• WHAT TO PRODUCE: Could you reproduce, exactly and alone, the lines running from the one with "Reviewer note: check that each instance of the cogliano" to the end of the data below?
*** Opening of DATA FOR THIS EXERCISE ***
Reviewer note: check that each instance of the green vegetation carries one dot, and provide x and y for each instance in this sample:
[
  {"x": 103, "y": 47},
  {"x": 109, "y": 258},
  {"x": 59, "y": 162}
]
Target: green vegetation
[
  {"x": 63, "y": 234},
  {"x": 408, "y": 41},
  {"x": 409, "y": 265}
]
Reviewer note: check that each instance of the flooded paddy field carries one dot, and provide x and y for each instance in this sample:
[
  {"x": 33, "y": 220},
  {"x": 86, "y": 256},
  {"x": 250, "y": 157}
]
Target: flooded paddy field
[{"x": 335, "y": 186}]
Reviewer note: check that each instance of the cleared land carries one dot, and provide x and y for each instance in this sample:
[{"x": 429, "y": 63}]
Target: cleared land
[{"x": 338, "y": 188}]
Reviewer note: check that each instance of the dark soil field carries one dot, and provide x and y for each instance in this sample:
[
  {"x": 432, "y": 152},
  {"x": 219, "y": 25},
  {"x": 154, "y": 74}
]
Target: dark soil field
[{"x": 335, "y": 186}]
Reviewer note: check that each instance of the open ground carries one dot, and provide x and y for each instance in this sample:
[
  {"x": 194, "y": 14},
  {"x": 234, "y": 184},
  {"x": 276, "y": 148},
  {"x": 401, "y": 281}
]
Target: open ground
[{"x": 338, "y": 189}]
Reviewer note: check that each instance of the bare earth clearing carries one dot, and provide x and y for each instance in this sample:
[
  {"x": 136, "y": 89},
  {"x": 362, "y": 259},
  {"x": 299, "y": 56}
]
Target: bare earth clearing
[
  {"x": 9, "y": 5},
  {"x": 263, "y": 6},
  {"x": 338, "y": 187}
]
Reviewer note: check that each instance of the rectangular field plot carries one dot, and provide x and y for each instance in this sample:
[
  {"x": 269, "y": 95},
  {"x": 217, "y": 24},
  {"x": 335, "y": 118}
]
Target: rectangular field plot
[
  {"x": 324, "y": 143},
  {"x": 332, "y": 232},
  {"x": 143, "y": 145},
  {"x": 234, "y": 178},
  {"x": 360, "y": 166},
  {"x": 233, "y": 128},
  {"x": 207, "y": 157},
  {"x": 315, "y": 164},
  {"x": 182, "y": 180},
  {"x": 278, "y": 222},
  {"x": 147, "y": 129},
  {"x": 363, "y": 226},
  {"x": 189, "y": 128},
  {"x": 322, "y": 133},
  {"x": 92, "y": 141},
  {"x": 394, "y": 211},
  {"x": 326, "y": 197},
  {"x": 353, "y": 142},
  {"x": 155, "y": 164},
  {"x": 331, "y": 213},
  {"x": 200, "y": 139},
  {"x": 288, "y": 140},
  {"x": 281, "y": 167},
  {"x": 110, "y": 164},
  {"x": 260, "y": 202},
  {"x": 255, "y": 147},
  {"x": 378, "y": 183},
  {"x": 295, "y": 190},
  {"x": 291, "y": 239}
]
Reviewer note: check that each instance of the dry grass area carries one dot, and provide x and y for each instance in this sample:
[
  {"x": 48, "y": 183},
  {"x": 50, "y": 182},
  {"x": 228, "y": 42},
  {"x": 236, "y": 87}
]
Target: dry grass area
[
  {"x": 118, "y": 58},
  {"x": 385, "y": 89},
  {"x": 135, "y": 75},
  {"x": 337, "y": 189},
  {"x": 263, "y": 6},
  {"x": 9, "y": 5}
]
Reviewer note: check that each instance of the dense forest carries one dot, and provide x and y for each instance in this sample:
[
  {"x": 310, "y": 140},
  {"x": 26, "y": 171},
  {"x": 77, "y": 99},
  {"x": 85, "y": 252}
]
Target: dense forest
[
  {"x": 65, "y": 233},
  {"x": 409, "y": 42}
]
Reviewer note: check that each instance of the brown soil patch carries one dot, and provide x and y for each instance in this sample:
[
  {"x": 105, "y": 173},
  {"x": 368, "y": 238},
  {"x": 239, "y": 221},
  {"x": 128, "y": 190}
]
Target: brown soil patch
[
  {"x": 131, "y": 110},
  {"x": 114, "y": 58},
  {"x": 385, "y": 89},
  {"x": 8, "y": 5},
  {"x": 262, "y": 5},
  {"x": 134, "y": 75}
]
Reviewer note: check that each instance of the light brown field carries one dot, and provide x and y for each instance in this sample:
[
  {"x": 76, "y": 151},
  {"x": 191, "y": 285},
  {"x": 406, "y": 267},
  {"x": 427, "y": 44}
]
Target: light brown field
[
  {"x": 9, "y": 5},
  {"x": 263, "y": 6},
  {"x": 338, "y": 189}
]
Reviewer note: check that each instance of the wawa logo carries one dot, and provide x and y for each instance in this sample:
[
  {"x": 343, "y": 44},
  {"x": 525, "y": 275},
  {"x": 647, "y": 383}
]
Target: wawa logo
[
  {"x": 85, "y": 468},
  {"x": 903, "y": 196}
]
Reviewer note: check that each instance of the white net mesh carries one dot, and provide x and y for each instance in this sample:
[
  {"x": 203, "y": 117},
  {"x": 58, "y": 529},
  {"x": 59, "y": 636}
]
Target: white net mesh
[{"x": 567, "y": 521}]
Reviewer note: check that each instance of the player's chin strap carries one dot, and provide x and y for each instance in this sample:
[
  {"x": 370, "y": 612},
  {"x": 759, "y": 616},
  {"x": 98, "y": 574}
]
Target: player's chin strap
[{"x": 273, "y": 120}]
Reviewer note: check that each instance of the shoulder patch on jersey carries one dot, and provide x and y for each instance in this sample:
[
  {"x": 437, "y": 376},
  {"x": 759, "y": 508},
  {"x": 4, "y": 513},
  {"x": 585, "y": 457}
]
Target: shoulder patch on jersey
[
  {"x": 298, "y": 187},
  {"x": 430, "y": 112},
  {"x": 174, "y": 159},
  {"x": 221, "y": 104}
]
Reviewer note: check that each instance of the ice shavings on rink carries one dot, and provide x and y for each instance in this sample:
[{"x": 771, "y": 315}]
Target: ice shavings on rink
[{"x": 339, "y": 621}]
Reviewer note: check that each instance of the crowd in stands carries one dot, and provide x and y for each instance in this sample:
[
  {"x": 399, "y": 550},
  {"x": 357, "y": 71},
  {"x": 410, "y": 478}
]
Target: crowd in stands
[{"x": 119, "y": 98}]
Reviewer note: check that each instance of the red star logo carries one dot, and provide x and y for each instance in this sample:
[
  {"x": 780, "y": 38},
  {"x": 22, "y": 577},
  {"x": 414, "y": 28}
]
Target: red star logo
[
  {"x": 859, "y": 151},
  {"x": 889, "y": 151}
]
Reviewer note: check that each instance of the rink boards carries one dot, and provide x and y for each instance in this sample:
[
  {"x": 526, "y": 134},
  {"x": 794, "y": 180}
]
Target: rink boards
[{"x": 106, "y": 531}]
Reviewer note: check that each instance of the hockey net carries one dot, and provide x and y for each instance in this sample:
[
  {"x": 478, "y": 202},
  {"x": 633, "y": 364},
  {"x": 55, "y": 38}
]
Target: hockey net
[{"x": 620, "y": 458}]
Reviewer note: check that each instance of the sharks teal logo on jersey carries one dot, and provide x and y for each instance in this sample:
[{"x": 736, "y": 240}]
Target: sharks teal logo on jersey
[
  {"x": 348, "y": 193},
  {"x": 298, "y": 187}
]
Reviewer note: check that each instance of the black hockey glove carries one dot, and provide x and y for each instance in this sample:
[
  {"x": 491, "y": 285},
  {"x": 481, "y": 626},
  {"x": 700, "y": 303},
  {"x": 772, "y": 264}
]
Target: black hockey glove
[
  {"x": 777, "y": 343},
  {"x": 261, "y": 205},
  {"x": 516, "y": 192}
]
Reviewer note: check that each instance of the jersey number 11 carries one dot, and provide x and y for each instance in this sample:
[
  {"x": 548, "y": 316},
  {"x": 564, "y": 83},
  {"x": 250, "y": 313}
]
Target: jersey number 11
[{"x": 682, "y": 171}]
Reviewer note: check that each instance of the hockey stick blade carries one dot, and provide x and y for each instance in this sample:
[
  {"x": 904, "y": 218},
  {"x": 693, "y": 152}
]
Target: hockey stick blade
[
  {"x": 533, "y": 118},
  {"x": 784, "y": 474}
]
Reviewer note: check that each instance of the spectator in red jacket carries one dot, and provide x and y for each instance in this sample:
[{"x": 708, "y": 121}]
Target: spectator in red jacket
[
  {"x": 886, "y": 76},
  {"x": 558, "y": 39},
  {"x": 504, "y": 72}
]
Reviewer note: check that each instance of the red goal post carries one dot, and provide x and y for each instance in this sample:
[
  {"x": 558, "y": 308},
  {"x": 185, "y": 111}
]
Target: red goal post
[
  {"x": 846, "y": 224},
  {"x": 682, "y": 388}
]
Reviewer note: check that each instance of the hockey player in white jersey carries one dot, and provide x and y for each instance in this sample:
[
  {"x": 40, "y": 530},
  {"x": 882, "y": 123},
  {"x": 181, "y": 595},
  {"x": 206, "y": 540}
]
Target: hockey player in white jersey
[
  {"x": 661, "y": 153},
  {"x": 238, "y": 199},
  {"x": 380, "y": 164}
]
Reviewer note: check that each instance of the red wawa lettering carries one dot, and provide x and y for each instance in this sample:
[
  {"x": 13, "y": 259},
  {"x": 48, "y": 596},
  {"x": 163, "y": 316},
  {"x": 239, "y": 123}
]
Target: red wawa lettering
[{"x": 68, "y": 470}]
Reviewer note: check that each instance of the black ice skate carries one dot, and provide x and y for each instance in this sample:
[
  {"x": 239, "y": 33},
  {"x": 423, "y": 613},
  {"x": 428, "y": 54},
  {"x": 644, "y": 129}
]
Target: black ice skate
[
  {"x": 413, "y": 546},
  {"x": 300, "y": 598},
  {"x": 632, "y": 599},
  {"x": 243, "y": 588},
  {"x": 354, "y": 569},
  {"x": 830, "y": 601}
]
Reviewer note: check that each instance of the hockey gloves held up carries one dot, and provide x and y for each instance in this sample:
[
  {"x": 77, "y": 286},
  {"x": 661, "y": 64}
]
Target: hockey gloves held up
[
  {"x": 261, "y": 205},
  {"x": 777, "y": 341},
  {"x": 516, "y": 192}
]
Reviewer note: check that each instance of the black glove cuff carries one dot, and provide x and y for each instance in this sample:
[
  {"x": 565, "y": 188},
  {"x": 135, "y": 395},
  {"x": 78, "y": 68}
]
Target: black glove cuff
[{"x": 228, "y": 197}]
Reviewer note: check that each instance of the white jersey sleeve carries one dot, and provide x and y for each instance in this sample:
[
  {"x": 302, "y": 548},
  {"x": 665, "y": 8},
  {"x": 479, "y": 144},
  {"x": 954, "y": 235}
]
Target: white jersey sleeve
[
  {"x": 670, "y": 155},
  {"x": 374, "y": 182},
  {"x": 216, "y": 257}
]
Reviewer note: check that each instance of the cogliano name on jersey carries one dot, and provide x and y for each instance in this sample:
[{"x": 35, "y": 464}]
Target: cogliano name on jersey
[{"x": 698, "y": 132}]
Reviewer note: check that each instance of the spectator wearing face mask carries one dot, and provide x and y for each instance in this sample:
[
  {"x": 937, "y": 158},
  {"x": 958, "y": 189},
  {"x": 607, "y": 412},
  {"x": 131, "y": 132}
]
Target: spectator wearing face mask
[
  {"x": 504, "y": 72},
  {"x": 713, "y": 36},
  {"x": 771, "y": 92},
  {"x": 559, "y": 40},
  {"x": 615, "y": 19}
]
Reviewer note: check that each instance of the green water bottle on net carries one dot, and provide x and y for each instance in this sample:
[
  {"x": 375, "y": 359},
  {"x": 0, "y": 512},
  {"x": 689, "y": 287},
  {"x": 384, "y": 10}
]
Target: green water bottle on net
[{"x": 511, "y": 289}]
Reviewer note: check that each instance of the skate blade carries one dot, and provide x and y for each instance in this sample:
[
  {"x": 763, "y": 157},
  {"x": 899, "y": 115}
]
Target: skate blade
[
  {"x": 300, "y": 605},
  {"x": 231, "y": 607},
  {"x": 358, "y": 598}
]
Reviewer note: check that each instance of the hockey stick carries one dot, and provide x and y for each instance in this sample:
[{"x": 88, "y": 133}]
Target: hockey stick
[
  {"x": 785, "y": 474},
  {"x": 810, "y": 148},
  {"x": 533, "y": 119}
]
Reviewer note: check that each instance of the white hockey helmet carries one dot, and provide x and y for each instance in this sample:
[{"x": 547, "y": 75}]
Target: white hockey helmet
*** Close of DATA FOR THIS EXERCISE ***
• EXERCISE RESPONSE:
Reviewer note: check that each instance of the cogliano name on jersey carries one dot, and provide x and y for each instance in this sample:
[{"x": 35, "y": 464}]
Target: cogliano name on jersey
[{"x": 698, "y": 132}]
Reviewer note: check that each instance of the spectator wearing face mask carries one dot, and provide x and y for each instance in this sample:
[
  {"x": 937, "y": 158},
  {"x": 958, "y": 189},
  {"x": 607, "y": 412},
  {"x": 131, "y": 132}
]
Target: spectator wearing face mask
[
  {"x": 504, "y": 72},
  {"x": 713, "y": 36},
  {"x": 771, "y": 92},
  {"x": 559, "y": 40},
  {"x": 615, "y": 19}
]
Reviewer note: check that each instance of the green water bottle on net carries one dot, and provide x and y for each instance in this sample:
[
  {"x": 375, "y": 359},
  {"x": 0, "y": 512},
  {"x": 689, "y": 287},
  {"x": 384, "y": 10}
]
Target: green water bottle on net
[{"x": 511, "y": 289}]
Reviewer note: check that each instance of the skate blade carries one dot, and provide x and y for each instance in this sample:
[
  {"x": 763, "y": 157},
  {"x": 899, "y": 115}
]
Target: skate blade
[
  {"x": 300, "y": 605},
  {"x": 231, "y": 607},
  {"x": 358, "y": 598}
]
Reviewer note: check that each instance of the hockey stick carries one dot, and provide x and y for each instance in this sample:
[{"x": 88, "y": 133}]
Target: hockey stick
[
  {"x": 785, "y": 474},
  {"x": 810, "y": 148},
  {"x": 533, "y": 119}
]
Reviewer note: check that each instance of the white hockey helmet carries one dot, and provide x and y for each instance in this sample:
[{"x": 547, "y": 75}]
Target: white hockey helmet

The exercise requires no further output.